Data section.
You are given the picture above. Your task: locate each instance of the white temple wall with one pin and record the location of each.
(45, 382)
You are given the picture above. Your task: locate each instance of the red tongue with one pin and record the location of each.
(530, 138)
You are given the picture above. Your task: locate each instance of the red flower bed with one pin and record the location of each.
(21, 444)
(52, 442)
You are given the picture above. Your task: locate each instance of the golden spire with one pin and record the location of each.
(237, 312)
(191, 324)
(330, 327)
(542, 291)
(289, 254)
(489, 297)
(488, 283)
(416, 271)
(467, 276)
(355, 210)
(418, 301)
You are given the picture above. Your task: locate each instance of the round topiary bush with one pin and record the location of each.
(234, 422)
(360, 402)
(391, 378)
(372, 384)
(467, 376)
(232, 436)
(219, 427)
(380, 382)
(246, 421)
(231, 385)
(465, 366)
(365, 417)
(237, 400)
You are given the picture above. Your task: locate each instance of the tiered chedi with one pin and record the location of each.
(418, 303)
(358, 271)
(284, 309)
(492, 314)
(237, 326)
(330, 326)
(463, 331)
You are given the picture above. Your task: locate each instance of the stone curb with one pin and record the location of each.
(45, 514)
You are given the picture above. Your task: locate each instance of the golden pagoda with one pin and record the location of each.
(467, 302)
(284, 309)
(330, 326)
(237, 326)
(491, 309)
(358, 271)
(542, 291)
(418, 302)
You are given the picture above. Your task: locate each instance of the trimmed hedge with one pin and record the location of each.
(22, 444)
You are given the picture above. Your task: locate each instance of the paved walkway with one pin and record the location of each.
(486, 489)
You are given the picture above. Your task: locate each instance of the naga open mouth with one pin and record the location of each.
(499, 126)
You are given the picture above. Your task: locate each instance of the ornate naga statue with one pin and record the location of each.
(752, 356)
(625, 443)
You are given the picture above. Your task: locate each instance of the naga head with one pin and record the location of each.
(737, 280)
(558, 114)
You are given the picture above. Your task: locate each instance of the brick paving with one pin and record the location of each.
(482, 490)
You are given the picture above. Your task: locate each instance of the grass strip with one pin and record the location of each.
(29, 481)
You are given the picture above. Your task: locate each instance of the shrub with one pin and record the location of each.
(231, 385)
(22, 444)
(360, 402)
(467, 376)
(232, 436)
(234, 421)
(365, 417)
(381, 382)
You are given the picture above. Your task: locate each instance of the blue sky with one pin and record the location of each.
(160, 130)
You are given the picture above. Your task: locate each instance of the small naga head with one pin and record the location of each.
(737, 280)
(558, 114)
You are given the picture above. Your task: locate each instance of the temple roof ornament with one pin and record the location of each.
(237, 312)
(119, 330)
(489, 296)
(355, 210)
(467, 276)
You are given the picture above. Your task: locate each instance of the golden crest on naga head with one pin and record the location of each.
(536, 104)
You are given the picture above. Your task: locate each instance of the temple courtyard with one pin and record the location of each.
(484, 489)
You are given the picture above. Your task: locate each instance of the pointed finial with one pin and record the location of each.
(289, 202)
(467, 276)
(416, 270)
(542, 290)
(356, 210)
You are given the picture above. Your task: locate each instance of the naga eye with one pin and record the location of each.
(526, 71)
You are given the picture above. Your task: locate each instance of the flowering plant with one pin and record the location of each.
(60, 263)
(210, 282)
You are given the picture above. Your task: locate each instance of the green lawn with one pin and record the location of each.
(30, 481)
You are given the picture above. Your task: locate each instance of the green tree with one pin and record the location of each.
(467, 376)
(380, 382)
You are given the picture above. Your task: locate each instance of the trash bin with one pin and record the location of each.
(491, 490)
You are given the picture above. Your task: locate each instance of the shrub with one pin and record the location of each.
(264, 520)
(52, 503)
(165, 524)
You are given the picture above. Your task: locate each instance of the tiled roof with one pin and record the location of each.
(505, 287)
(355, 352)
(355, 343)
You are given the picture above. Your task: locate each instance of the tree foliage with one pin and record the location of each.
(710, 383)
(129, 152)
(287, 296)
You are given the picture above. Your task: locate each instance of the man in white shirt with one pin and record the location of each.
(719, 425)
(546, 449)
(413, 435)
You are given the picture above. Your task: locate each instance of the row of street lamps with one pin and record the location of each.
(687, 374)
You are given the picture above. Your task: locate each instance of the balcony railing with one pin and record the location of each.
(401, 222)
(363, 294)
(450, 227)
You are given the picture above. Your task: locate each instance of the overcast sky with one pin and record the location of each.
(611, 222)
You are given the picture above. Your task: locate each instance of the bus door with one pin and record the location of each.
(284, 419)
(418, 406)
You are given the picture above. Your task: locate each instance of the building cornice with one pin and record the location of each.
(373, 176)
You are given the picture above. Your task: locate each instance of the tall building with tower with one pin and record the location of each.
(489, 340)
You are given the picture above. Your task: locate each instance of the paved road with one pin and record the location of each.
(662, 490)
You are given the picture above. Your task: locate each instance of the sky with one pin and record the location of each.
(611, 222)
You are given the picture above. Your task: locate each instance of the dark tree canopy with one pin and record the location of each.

What this task involves. Reproduce all of the material above word for word, from the first line through the last.

Written answer.
You are given the picture above. Your task: locate each instance of the white temple wall with one pin and record the location of each.
(45, 382)
You are given the picture above. Your task: locate each instance of the red tongue with one pin and record the location of each.
(530, 138)
You are given the picture above. Your task: locate each instance of the red flower bed with one pin and record the location of each.
(21, 444)
(52, 442)
You are given the picture above. Your task: locate each instance of the golden spire with one pin and record the location of each.
(237, 312)
(191, 324)
(330, 327)
(542, 291)
(289, 254)
(489, 297)
(488, 283)
(416, 271)
(467, 276)
(355, 210)
(418, 301)
You are given the picture above. Your task: locate each instance of the round topiary bush with one pin and record the location of each.
(234, 422)
(360, 402)
(391, 378)
(372, 384)
(467, 376)
(232, 436)
(219, 427)
(380, 382)
(246, 421)
(231, 385)
(465, 366)
(365, 417)
(237, 400)
You are given the picture above. Your task: locate each instance of the tiered chedi with one pin and record the location of each.
(418, 303)
(358, 271)
(284, 309)
(492, 314)
(237, 326)
(330, 326)
(463, 331)
You are given the picture above. Your task: locate each instance of the stone curb with one pin and record the location of each.
(45, 514)
You are given the picture above. Your task: locate each instance of the golden pagoda with one pin and record the location of each.
(467, 302)
(284, 309)
(330, 326)
(237, 326)
(491, 309)
(358, 271)
(542, 291)
(418, 302)
You are given the picture above. Your task: locate each instance of the trimmed hedge with one pin and record the location of each.
(22, 444)
You are given the picture above. Your task: locate each instance of the paved walkway with one pin and record the location of each.
(486, 489)
You are given the picture above. Your task: locate each instance of the naga open mouth with one pin and record the location of each.
(499, 126)
You are given the picture above. Your task: locate each instance of the ornate naga statue with one pin and record the location of each.
(752, 356)
(625, 443)
You are given the picture above. Your task: locate each instance of the naga head with one pin and record the location of each.
(737, 280)
(558, 114)
You are given the picture above. Your task: locate each instance of the brick paving with one pin and record the location of each.
(482, 490)
You are given the picture above. Your task: locate each instance of the grass strip with one pin and record the location of each.
(29, 481)
You are given the picture above. Your task: locate each instance of the shrub with one pin and record the location of each.
(231, 385)
(22, 444)
(360, 402)
(467, 376)
(232, 436)
(234, 421)
(365, 417)
(381, 382)
You are given the picture above. Your task: locate each instance of the blue sky with one pin and record the location of each.
(160, 130)
You are given the picture above. Your task: locate each instance of the small naga head with one pin and record the location of each.
(737, 280)
(558, 114)
You are given the picture above. Your task: locate each instance of the temple roof ornament with one pin and record the location of each.
(237, 312)
(119, 330)
(489, 296)
(355, 210)
(467, 276)
You are given the picture above. Your task: locate each instance of the golden crest on naga head with one pin and record the location of each.
(536, 104)
You are given the picture above. Your task: locate each instance of the temple courtyard with one pin and record the location of each.
(484, 489)
You are given the picture above. Your task: locate each instance of the pointed finial with one pin and record the location of each.
(289, 202)
(467, 276)
(416, 270)
(542, 290)
(356, 210)
You are given the picture above. Your task: locate each instance of the naga eye with one pin and record the location of each.
(526, 71)
You are given the picture above. Your task: locate each instance of the flowering plant with one pin and record the location of each.
(60, 263)
(210, 282)
You are given the picture above. Your task: locate each instance of the green lawn with one pin and record the location of each.
(30, 481)
You are given the picture above. Your task: locate each instance of the green tree with one pin and record the location of each.
(467, 376)
(380, 382)
You are given the picture above. Your task: locate each instance of the trash bin with one pin and record the location of each.
(491, 490)
You are given the picture above. Your task: locate each instance of the shrub with one pin and record the location of each.
(264, 520)
(52, 503)
(165, 524)
You are given the picture above. Your task: locate each instance of the tiled roof with one pin and record the location of each.
(505, 287)
(355, 352)
(355, 343)
You are given the picture above. Your task: locate each instance of the tree foliage with one pin and record the location of each.
(710, 383)
(129, 152)
(287, 296)
You are given the picture above. Your task: locate each instance of the man in white shirt with one pin and record the location of each.
(719, 425)
(546, 449)
(413, 435)
You are given the picture above. Your task: locate each instance of the row of street lamps with one pin and record the location of each.
(687, 374)
You are given the picture above. Your task: locate each instance of the balcony railing with one pin and record the location of each.
(401, 222)
(363, 294)
(450, 227)
You are given the picture above. Your task: locate each instance of the overcast sky with one pin and record the location of each.
(611, 222)
You are given the picture above. Your task: locate each instance of the bus door with one pin and record the location of each.
(284, 419)
(418, 406)
You are given the picture above. Your task: locate each instance of the building cornice with one pin and record the location of each.
(373, 176)
You are given the picture above. Your task: locate each instance of the tall building with tower with one pin and record the location of each.
(489, 340)
You are given the picture above. Your task: locate each instance of the paved road with one pin and record the location of each.
(662, 490)
You are given the picture above. Your task: locate each instance of the sky with one pin and record the location of each.
(611, 222)
You are given the picture above. Your task: locate each instance of the dark tree canopy with one pin and record the location of each.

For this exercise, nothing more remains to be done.